EXTRACTED DATA section start

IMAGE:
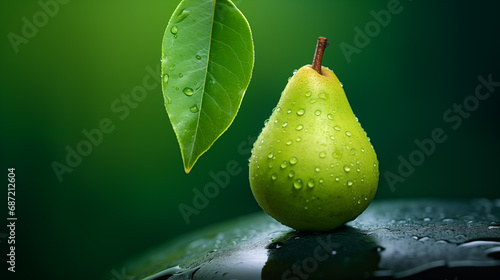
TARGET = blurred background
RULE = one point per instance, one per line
(123, 198)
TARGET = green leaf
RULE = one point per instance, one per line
(207, 62)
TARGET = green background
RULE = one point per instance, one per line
(123, 198)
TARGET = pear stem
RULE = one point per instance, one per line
(318, 55)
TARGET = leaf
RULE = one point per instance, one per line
(207, 62)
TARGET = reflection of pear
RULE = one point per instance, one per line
(346, 253)
(313, 167)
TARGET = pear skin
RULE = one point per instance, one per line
(313, 167)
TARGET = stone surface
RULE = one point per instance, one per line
(399, 239)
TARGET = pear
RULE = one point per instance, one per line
(313, 167)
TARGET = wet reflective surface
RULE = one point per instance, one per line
(400, 239)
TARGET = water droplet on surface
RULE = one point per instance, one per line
(169, 99)
(174, 29)
(310, 183)
(182, 15)
(337, 153)
(188, 91)
(194, 109)
(297, 184)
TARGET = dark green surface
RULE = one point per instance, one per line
(398, 239)
(123, 198)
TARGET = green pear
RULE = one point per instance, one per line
(313, 167)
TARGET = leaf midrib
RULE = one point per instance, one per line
(203, 91)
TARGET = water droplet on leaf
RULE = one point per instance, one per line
(174, 29)
(297, 184)
(194, 109)
(188, 91)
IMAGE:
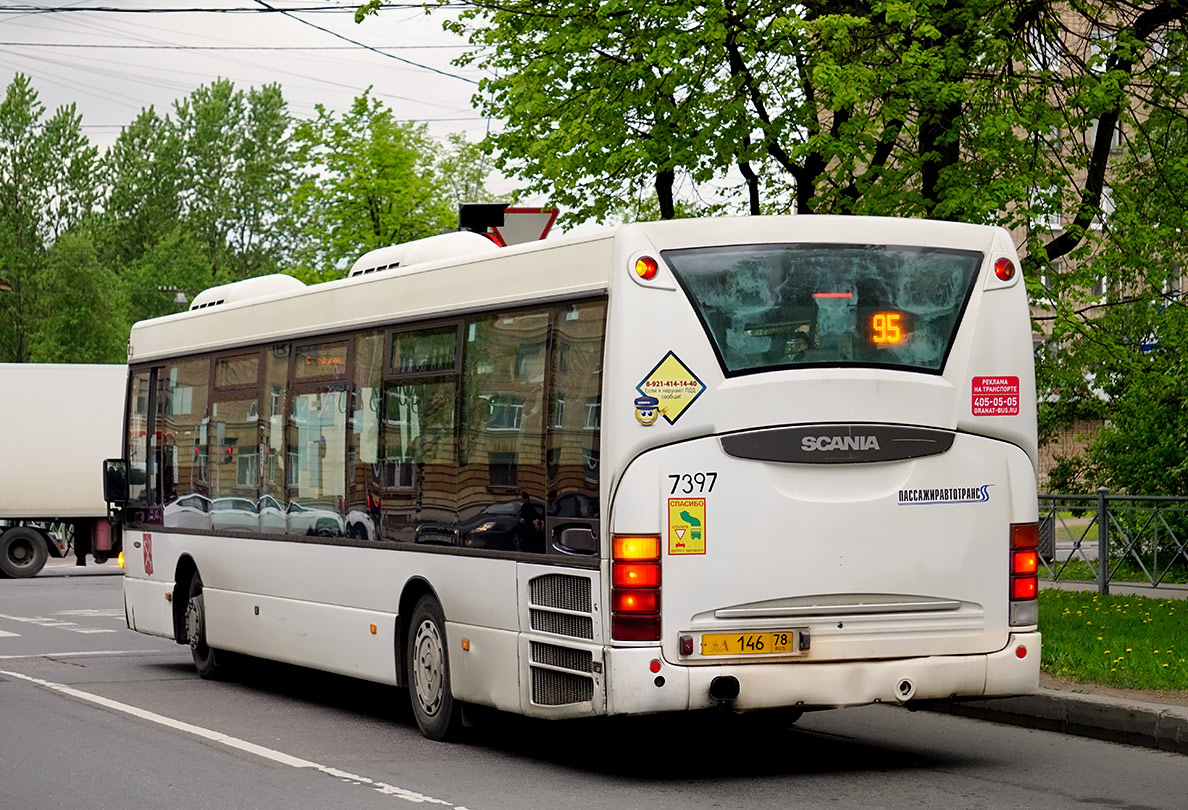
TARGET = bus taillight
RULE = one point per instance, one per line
(1024, 580)
(636, 588)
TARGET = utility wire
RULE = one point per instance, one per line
(355, 42)
(189, 10)
(227, 48)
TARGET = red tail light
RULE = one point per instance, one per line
(636, 588)
(1024, 561)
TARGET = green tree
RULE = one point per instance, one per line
(367, 181)
(237, 164)
(46, 188)
(83, 310)
(144, 178)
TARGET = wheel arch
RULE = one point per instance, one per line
(35, 536)
(187, 569)
(414, 590)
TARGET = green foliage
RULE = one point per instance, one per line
(368, 181)
(210, 194)
(83, 316)
(1117, 640)
(46, 188)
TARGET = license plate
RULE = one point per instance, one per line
(785, 641)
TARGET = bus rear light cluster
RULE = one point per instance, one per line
(1024, 573)
(636, 588)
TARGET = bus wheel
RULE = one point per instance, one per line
(433, 703)
(23, 551)
(206, 659)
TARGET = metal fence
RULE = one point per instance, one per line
(1144, 535)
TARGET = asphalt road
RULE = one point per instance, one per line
(95, 716)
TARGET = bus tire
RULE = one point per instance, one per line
(23, 552)
(207, 660)
(429, 688)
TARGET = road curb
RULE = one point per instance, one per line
(1113, 719)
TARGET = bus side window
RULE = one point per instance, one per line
(575, 423)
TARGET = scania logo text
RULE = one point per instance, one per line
(826, 443)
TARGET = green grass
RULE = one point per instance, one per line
(1130, 641)
(1128, 571)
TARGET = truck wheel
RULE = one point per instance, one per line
(206, 660)
(433, 702)
(23, 551)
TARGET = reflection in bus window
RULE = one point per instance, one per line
(772, 305)
(270, 506)
(503, 431)
(316, 441)
(419, 467)
(184, 428)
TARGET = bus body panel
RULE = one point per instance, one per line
(834, 684)
(885, 575)
(645, 322)
(916, 549)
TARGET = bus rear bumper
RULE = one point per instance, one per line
(147, 606)
(634, 689)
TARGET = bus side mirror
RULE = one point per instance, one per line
(115, 481)
(577, 540)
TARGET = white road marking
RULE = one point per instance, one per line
(86, 653)
(233, 742)
(45, 621)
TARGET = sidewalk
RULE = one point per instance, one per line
(1112, 717)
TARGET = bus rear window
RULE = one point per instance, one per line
(784, 305)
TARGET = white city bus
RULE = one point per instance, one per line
(756, 463)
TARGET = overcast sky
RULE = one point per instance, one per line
(113, 65)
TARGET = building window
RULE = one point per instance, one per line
(1106, 208)
(593, 412)
(501, 468)
(1043, 52)
(1046, 209)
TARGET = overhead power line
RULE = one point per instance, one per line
(355, 42)
(227, 48)
(203, 10)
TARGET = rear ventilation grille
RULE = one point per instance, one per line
(562, 624)
(558, 590)
(554, 688)
(561, 605)
(564, 658)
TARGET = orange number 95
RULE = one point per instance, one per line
(885, 328)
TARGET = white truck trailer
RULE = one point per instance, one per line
(57, 425)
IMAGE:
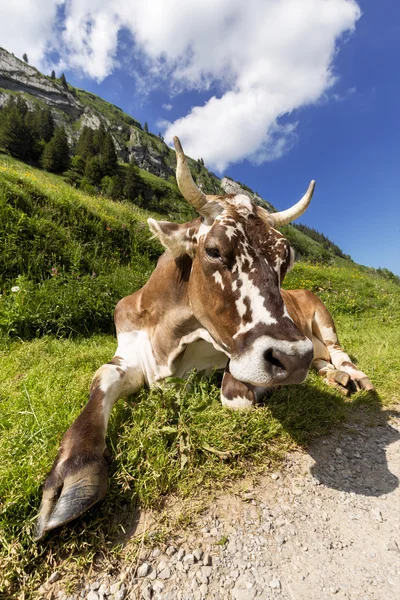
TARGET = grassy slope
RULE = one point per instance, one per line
(44, 381)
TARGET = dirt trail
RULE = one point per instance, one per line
(325, 526)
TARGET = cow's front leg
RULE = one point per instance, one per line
(78, 478)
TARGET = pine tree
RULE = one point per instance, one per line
(131, 182)
(93, 170)
(55, 155)
(108, 155)
(115, 188)
(85, 145)
(41, 123)
(15, 134)
(98, 138)
(75, 172)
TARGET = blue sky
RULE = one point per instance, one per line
(251, 94)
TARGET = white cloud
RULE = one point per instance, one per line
(266, 58)
(346, 94)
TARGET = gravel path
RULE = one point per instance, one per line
(325, 526)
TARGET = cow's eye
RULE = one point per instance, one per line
(213, 252)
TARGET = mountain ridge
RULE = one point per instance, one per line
(74, 109)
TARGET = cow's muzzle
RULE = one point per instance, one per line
(271, 362)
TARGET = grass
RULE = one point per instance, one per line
(56, 331)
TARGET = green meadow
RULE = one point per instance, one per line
(66, 258)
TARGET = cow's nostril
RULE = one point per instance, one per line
(269, 357)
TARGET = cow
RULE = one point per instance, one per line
(213, 302)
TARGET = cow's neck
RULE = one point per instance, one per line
(170, 322)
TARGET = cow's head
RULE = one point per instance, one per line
(239, 261)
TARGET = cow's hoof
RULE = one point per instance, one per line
(67, 497)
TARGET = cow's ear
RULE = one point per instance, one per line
(179, 239)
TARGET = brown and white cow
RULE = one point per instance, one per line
(213, 302)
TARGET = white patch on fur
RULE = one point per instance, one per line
(242, 204)
(259, 313)
(251, 368)
(237, 403)
(135, 348)
(291, 260)
(203, 230)
(230, 231)
(218, 279)
(203, 357)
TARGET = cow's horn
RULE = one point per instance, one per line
(286, 216)
(187, 186)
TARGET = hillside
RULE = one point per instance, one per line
(75, 109)
(66, 259)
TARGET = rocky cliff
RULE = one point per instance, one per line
(75, 108)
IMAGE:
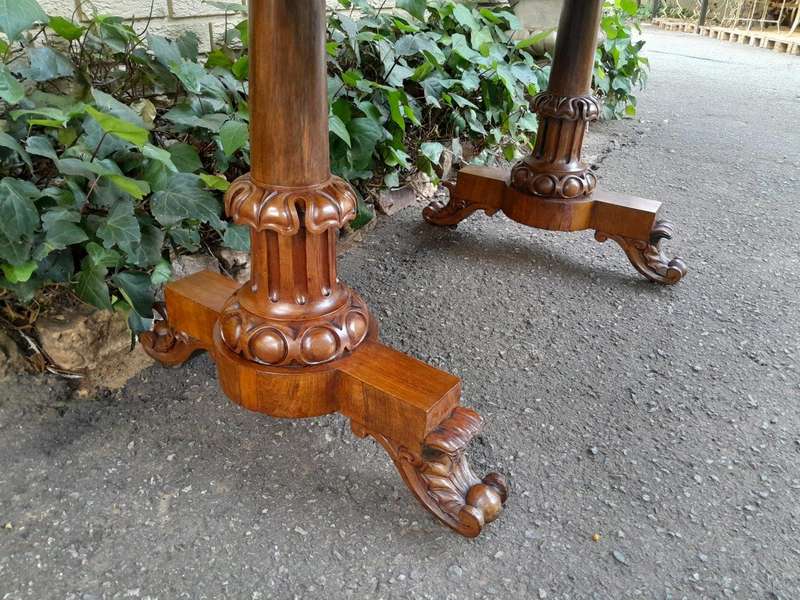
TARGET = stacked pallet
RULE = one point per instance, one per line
(760, 39)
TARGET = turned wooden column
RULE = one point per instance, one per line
(294, 311)
(295, 341)
(555, 168)
(554, 188)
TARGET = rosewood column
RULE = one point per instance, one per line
(295, 341)
(554, 188)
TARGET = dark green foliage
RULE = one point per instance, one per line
(116, 146)
(620, 68)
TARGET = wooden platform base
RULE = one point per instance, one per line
(630, 221)
(410, 408)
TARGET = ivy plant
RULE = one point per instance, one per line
(620, 67)
(116, 145)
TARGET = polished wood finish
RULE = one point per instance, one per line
(554, 188)
(295, 341)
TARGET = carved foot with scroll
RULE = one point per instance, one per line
(648, 257)
(441, 477)
(456, 210)
(169, 347)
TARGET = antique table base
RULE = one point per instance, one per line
(295, 342)
(553, 188)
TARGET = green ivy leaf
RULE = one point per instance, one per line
(135, 187)
(103, 257)
(233, 137)
(339, 129)
(215, 182)
(47, 64)
(61, 229)
(137, 291)
(186, 198)
(629, 6)
(7, 141)
(433, 151)
(91, 286)
(18, 214)
(120, 227)
(162, 273)
(11, 90)
(138, 136)
(415, 8)
(185, 157)
(147, 251)
(20, 273)
(160, 155)
(66, 28)
(241, 68)
(17, 16)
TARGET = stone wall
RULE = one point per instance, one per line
(169, 17)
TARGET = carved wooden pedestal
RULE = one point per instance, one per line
(553, 188)
(295, 342)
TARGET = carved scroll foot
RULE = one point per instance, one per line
(648, 257)
(169, 347)
(454, 211)
(441, 477)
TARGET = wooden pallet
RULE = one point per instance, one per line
(757, 39)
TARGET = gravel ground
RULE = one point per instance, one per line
(666, 420)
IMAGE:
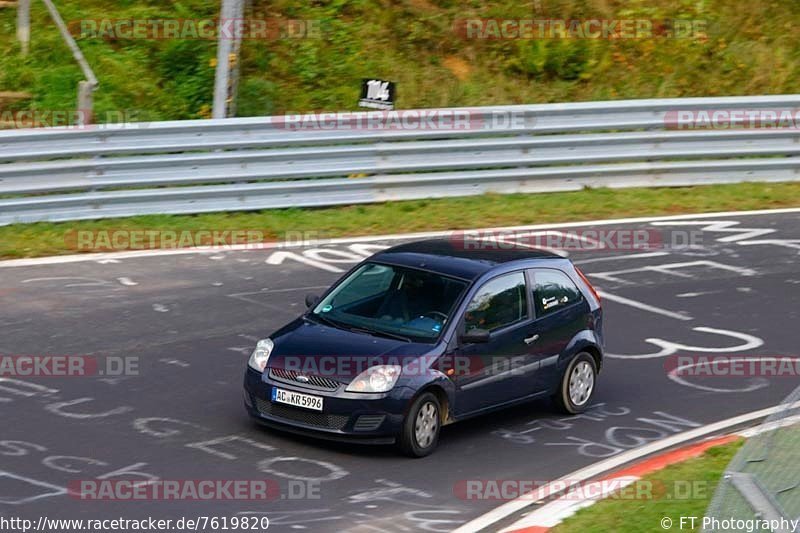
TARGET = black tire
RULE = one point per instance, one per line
(407, 440)
(562, 397)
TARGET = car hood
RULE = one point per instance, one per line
(317, 349)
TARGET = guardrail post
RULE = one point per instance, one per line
(227, 46)
(85, 103)
(24, 25)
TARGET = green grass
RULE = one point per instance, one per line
(623, 515)
(40, 239)
(751, 47)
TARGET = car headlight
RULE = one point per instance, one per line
(380, 378)
(260, 356)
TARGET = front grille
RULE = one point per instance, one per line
(368, 422)
(312, 418)
(314, 382)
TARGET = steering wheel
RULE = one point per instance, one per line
(437, 313)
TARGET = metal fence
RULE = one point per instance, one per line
(760, 490)
(269, 162)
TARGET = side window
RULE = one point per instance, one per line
(553, 290)
(500, 302)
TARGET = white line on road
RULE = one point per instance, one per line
(643, 306)
(492, 517)
(100, 258)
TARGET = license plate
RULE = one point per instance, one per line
(297, 399)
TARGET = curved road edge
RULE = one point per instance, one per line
(556, 487)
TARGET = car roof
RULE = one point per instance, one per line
(458, 257)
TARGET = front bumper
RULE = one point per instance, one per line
(349, 416)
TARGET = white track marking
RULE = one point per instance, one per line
(514, 506)
(54, 490)
(669, 268)
(620, 257)
(278, 258)
(727, 226)
(372, 238)
(643, 306)
(669, 347)
(793, 243)
(695, 294)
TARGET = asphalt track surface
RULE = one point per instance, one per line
(192, 320)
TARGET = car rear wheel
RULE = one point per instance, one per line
(420, 433)
(577, 385)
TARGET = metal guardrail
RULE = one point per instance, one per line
(762, 483)
(257, 163)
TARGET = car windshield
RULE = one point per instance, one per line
(392, 301)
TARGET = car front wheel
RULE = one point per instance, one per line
(420, 433)
(577, 384)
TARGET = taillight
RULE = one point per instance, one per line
(586, 281)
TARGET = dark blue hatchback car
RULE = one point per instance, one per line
(425, 334)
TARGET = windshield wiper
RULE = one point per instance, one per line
(329, 322)
(378, 333)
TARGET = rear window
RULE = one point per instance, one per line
(553, 290)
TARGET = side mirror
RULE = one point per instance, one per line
(475, 336)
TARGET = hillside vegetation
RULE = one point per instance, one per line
(749, 47)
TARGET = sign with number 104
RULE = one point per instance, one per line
(377, 94)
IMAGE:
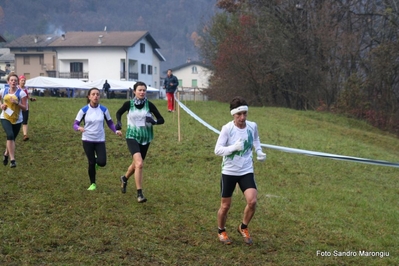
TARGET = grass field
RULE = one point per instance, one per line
(310, 210)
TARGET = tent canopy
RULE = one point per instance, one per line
(117, 85)
(53, 83)
(46, 82)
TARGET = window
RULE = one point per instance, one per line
(76, 67)
(26, 60)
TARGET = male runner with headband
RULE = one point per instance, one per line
(235, 144)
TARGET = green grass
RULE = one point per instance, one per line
(305, 204)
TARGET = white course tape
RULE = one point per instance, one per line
(299, 151)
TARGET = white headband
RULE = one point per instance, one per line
(239, 109)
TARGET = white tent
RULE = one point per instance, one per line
(117, 85)
(56, 83)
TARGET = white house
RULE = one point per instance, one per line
(193, 74)
(118, 55)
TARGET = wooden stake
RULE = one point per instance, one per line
(178, 118)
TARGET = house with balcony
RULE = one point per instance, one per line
(192, 74)
(118, 55)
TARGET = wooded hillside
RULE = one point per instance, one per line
(171, 23)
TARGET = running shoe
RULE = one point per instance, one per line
(92, 187)
(224, 238)
(245, 234)
(123, 184)
(13, 164)
(141, 199)
(5, 159)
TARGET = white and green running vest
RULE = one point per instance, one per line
(137, 128)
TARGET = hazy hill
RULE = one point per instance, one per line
(170, 22)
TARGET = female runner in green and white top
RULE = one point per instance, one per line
(139, 133)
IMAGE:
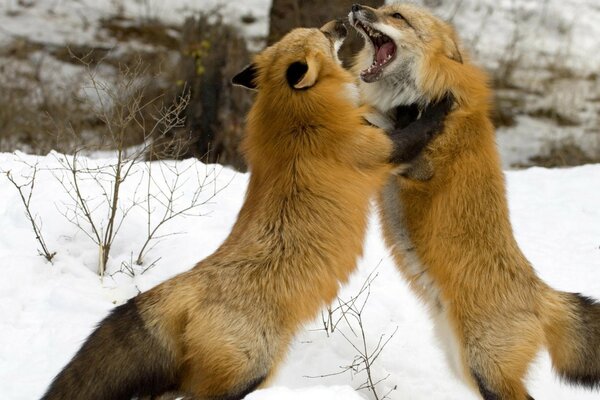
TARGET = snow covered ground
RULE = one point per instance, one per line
(47, 310)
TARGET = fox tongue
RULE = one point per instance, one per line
(386, 49)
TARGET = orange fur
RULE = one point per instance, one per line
(451, 235)
(226, 324)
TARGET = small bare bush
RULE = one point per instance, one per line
(120, 106)
(347, 319)
(25, 190)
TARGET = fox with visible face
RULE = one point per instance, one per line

EXTRACTED DATA section end

Please set down exactly the lines from the first line of the data above through the line with "TARGET = bus wheel", both included, leaving out the pictures.

## WRITTEN RESPONSE:
IMAGE:
TARGET = blurred background
RULE = one point per instance, one per line
(123, 198)
TARGET = green leaf
RULE = one point per instance, one per line
(207, 62)
TARGET = green background
RULE = one point per instance, one per line
(123, 198)
TARGET = pear stem
RULE = one point per instance, one per line
(318, 55)
TARGET = leaf
RULE = one point per instance, one per line
(207, 62)
TARGET = reflection of pear
RULE = one point per instance, one per line
(346, 253)
(313, 167)
TARGET = pear skin
RULE = one point per instance, one per line
(313, 167)
TARGET = stone surface
RULE = one point per instance, one per line
(399, 239)
TARGET = pear
RULE = one point per instance, one per line
(313, 167)
TARGET = wet reflective surface
RULE = one point per instance, one per line
(400, 239)
TARGET = water droplet on surface
RULE = one point per instance, one per line
(169, 99)
(174, 29)
(310, 183)
(182, 15)
(337, 153)
(188, 91)
(194, 109)
(297, 184)
TARGET = dark green surface
RULE = one point per instance, one per line
(398, 239)
(123, 198)
TARGET = green pear
RULE = one point per instance, one per line
(313, 167)
TARGET = leaf midrib
RULE = one point per instance, one per line
(203, 91)
TARGET = water droplet on leaf
RULE = one point per instance, one per line
(174, 29)
(297, 184)
(194, 109)
(188, 91)
IMAGE:
TARGET = bus taillight
RULE = one point per instance, one per line
(1024, 580)
(636, 588)
TARGET = utility wire
RULE = one point per instance, one per line
(355, 42)
(189, 10)
(227, 48)
TARGET = red tail light
RULE = one point per instance, one per line
(636, 588)
(1024, 561)
TARGET = green tree
RULE = one point per instance, one per line
(367, 181)
(237, 164)
(46, 188)
(83, 310)
(144, 178)
TARGET = wheel arch
RULE = one point per instance, one per line
(35, 536)
(187, 569)
(414, 590)
TARGET = green foliage
RULE = one point per instance, one per line
(368, 181)
(210, 194)
(83, 316)
(1117, 640)
(46, 188)
TARGET = license plate
RULE = one point per instance, one per line
(785, 641)
TARGET = bus rear light cluster
RULE = one point per instance, one per line
(1024, 573)
(636, 588)
TARGET = bus wheel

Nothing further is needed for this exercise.